◆ Description of the task
Reproduce each of the following items verbatim, preserving every character and line break.
****
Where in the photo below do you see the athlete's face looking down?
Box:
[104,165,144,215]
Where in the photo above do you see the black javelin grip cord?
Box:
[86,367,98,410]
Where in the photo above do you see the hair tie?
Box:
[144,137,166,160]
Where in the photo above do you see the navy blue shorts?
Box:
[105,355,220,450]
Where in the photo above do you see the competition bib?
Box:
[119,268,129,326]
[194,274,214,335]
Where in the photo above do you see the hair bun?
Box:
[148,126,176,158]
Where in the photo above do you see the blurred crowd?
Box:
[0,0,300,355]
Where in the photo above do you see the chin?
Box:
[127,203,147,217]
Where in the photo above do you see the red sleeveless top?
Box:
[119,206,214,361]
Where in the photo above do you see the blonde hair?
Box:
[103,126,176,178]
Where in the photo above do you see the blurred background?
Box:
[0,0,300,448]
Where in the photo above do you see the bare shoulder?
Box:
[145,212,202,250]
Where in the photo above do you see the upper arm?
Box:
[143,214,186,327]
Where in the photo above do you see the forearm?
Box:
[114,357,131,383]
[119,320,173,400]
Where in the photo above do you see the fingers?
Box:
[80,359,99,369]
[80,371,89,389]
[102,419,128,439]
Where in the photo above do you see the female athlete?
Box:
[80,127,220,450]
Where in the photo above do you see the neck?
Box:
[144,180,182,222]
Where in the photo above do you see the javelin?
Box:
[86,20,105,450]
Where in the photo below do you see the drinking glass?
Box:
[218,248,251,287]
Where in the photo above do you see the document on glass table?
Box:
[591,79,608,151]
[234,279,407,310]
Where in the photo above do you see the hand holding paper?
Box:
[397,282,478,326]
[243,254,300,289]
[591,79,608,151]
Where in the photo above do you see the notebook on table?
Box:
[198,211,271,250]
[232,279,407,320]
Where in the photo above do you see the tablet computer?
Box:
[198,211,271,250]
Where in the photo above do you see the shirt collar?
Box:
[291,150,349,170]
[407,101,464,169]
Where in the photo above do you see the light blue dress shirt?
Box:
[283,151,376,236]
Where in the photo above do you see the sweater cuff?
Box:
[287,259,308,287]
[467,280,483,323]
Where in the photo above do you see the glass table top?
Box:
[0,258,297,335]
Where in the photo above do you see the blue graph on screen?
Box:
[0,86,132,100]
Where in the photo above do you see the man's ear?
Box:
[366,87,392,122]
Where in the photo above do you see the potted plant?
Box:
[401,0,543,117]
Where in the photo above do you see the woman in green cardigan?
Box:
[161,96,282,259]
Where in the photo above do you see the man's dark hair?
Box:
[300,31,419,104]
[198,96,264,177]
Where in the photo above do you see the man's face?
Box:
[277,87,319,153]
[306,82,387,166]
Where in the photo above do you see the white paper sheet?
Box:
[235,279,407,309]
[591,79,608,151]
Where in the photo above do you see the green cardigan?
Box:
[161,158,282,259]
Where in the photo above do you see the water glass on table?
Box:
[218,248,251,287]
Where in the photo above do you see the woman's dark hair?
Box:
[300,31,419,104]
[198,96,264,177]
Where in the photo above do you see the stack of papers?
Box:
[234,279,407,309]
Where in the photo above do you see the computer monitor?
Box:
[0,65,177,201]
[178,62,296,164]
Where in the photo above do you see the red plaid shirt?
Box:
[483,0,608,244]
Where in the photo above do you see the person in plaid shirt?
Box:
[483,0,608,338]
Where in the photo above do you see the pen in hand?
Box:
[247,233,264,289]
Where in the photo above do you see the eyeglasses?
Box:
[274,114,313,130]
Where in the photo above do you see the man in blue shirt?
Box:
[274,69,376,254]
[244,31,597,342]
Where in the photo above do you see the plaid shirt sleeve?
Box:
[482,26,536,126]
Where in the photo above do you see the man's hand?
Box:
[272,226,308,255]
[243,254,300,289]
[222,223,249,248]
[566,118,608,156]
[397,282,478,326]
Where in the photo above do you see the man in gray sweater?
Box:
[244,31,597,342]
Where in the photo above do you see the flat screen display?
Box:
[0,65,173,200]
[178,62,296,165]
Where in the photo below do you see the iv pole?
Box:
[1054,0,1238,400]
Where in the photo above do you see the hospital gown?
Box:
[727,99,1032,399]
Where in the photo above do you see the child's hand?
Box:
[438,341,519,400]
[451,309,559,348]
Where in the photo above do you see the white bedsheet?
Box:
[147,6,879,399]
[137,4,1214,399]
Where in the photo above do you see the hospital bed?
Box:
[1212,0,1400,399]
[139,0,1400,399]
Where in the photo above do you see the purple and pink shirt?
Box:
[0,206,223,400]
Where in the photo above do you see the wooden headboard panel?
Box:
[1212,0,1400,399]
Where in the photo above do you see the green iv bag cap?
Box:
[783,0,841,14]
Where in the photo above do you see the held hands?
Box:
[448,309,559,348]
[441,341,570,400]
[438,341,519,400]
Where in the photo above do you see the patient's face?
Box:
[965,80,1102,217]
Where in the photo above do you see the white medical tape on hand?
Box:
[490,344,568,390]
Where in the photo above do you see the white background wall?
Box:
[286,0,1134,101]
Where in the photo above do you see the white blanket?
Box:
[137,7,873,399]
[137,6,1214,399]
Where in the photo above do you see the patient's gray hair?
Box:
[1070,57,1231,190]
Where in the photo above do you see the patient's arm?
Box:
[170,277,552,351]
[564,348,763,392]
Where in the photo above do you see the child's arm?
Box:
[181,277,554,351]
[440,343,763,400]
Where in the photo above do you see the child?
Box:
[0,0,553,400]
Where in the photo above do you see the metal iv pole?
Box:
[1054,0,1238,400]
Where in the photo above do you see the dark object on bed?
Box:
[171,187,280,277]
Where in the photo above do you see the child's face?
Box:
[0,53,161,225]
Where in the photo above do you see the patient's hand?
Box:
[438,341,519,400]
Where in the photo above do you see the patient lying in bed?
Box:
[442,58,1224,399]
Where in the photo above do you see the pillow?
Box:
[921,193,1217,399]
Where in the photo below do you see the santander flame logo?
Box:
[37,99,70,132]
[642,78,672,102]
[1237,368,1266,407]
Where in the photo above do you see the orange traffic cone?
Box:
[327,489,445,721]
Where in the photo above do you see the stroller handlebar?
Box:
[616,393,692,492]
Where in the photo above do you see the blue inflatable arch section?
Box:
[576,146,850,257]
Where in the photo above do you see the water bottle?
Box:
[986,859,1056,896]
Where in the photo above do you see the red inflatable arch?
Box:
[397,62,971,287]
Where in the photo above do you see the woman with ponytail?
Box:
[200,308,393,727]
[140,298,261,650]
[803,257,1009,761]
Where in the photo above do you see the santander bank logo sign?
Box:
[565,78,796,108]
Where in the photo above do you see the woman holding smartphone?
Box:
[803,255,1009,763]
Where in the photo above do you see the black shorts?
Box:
****
◆ Output below
Where in the photo below do you see the athlete's face looking down?
Box:
[104,165,144,215]
Where in the photo above do you see the black javelin grip cord?
Box:
[86,367,98,410]
Where in the photo above do you see the hair tie?
Box:
[144,137,166,160]
Where in the photo above do you see the navy blue shorts?
Box:
[105,355,220,450]
Where in the photo above do you see the competition bib?
Box:
[119,268,129,326]
[194,274,214,335]
Where in the photo above do you see the hair bun?
Box:
[148,126,176,158]
Where in the photo above do you see the blurred crowd?
Box:
[0,0,300,355]
Where in the photo above do you see the chin?
Box:
[127,203,147,217]
Where in the photo above do you see the red sleeveless top?
Box:
[119,206,214,361]
Where in the photo above do you see the blonde hair?
Box:
[103,126,176,178]
Where in the photo above do you see the blurred background?
Box:
[0,0,300,448]
Where in the photo above do you see the bare shoulder?
Box:
[145,212,202,250]
Where in the photo above do you see the upper arm?
Box:
[143,214,186,327]
Where in the photo above do you see the forearm?
Box:
[114,357,131,383]
[119,320,173,400]
Where in the photo above do you see the fingers?
Box:
[80,359,99,369]
[80,371,89,389]
[102,419,128,439]
Where in the photo above do you see the female athlete?
Box:
[80,127,220,450]
Where in the photo above do you see the neck?
Box:
[144,180,182,222]
Where in the photo above do you see the javelin?
Box:
[86,20,105,450]
Where in the photo below do you see the drinking glass?
Box:
[218,248,251,287]
Where in the photo above do you see the document on glass table?
Box:
[591,79,608,151]
[234,279,407,310]
Where in the photo above do you see the hand holding paper?
Box:
[397,282,478,326]
[243,254,300,289]
[591,79,608,151]
Where in the photo above do you see the notebook on table?
Box:
[198,211,271,250]
[232,279,407,320]
Where in the photo above do you see the tablet computer?
Box:
[198,211,271,250]
Where in the photo above do you see the shirt collar?
Box:
[291,150,349,170]
[407,101,464,169]
Where in the photo above do you see the light blue dress shirt?
Box:
[283,151,376,236]
Where in the photo above do you see the sweater cuff?
Box:
[287,259,308,287]
[467,280,483,323]
Where in the photo above do you see the glass table top?
Box:
[0,258,297,335]
Where in the photo above do you see the blue graph on screen?
Box:
[0,86,132,100]
Where in the photo above do you see the man's ear?
Box:
[366,87,392,122]
Where in the photo above do you see the potted plant?
Box:
[401,0,543,117]
Where in the photo above do you see the woman in green cardigan?
Box:
[161,96,282,259]
Where in the photo above do you see the man's dark hair?
Box:
[300,31,419,104]
[198,96,264,177]
Where in the photo above do you see the man's face?
Box:
[277,87,319,153]
[306,82,387,166]
Where in the photo above do you see the white paper sheet?
Box:
[235,279,407,309]
[591,79,608,151]
Where in the photo above do you see the green cardigan?
Box:
[161,158,282,259]
Where in the photo above do you see the water glass on table?
Box:
[218,248,251,287]
Where in the photo above do you see the woman's dark hair?
Box:
[300,31,419,104]
[198,96,264,177]
Where in the photo above do you see the stack of papers?
Box:
[234,279,407,309]
Where in the photo above do you see the computer monitor?
Box:
[0,65,177,201]
[178,62,296,164]
Where in the photo above do you see the red plaid shirt?
Box:
[483,0,608,244]
Where in the photo above do you see the person in plaid shirt?
Box:
[483,0,608,338]
Where in the photo above do you see the pen in hand?
Box:
[247,233,264,289]
Where in the photo above do you see the eyeglasses?
Box:
[274,114,313,130]
Where in the photo above do you see the man in blue shirt?
Box:
[274,69,376,254]
[244,31,597,342]
Where in the photo above do you see the plaid shirt sleeve?
Box:
[482,26,536,126]
Where in the photo above do you see the man's hand?
Box:
[272,226,308,255]
[243,254,300,289]
[222,223,249,248]
[566,118,608,156]
[397,282,478,326]
Where in the photo above do you see the man in gray sweater?
Box:
[244,31,597,342]
Where in the photo above do you see the flat screen display?
Box:
[0,65,173,200]
[178,62,296,165]
Where in the photo below do you see the iv pole?
Box:
[1054,0,1238,400]
Where in the photo above do you see the hospital gown?
Box:
[727,99,1032,399]
Where in the photo above do you see the child's hand?
Box:
[438,341,519,400]
[451,309,559,348]
Where in the photo above do you see the white bedsheet?
Box:
[147,6,879,399]
[137,4,1214,399]
Where in the photo above do you see the hospital bed?
Box:
[1212,0,1400,399]
[139,0,1400,399]
Where in the photo above do you see the purple and pink shirt?
Box:
[0,206,223,400]
Where in the photo above do you see the wooden headboard panel?
Box:
[1212,0,1400,399]
Where in the photo above do you see the green iv bag cap?
Box:
[783,0,841,14]
Where in the photo above do you see the held hands?
Box:
[448,309,559,348]
[441,341,570,400]
[438,341,519,400]
Where in the photo above do you see the patient's face?
Box:
[965,80,1102,217]
Where in the photo above do you see the white medical tape on hand?
Box:
[490,344,568,390]
Where in the photo above do you see the white background wall?
Box:
[286,0,1134,101]
Where in the photo above do you see the white blanket?
Box:
[137,7,873,399]
[137,6,1214,399]
Where in the photo above do you see the patient's gray hair?
Box:
[1070,57,1231,190]
Where in the photo above do you see the patient's arm?
Box:
[170,277,552,351]
[564,348,763,392]
Where in the photo above do you see the child's arm?
Box:
[181,277,554,351]
[440,343,763,400]
Where in the photo above do you see the child?
Box:
[0,0,553,400]
Where in the photo above do you see the metal iv pole?
Box:
[1054,0,1238,400]
Where in the photo above do you see the dark object on bed?
Box:
[171,187,280,277]
Where in the photo above do you see the child's face?
Box:
[0,53,161,225]
Where in the photo above do you see the patient's hand?
Box:
[438,341,519,400]
Where in the photo above do you see the patient lying in bed?
Box:
[442,58,1224,399]
Where in the photo above do you see the pillow?
Box:
[921,193,1217,399]
Where in the photo below do you see the santander flame logo?
Box:
[37,99,70,132]
[642,78,672,102]
[1237,368,1266,407]
Where in the photo above do you see the orange traffic cone?
Box:
[327,489,445,721]
Where in the photo above do you see the stroller handlebar?
Box:
[616,393,692,492]
Where in the photo above do you see the blue inflatable arch section?
Box:
[576,146,850,257]
Where in the photo above do you see the water bottle?
Box:
[986,859,1056,896]
Where in the photo above do you see the red inflatable arch?
Box:
[397,62,971,287]
Where in the photo above do you see the woman with ponytail?
Box:
[200,308,393,727]
[140,298,261,650]
[803,257,1009,761]
Where in the photo above do you see the santander bank logo sign?
Box:
[565,78,796,108]
Where in the photo above do you see the woman holding smartphone?
Box:
[803,255,1009,763]
Where in the photo above do you see the black shorts?
Box:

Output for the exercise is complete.